What to do >> State how many lines of the records below contain the string "canal". Reply with that number alone.

Data extract >>

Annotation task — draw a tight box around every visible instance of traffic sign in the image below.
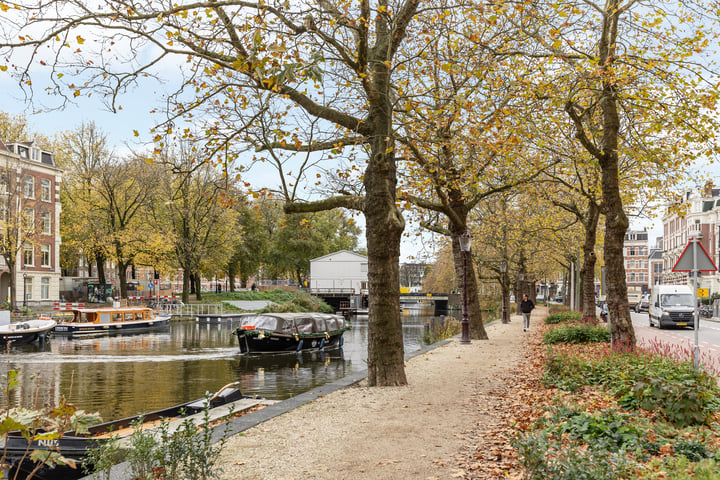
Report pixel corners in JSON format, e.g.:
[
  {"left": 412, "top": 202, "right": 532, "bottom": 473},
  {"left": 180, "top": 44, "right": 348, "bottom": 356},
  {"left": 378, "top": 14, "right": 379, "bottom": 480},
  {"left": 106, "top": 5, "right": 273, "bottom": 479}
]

--

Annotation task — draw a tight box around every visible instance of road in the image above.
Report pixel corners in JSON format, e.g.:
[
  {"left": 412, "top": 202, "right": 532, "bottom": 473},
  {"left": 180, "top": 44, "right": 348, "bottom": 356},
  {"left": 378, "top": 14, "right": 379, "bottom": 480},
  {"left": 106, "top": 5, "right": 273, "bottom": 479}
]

--

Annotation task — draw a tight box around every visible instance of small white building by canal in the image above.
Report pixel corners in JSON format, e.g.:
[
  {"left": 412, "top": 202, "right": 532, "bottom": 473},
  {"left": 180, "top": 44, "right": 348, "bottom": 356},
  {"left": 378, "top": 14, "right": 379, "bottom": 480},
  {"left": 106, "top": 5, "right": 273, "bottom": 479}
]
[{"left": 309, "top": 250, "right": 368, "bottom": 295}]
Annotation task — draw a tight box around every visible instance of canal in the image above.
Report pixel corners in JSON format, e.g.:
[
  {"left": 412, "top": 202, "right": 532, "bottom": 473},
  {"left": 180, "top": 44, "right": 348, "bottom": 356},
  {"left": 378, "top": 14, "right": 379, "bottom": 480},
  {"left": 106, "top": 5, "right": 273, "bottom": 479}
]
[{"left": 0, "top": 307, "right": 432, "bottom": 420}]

Solution >> 2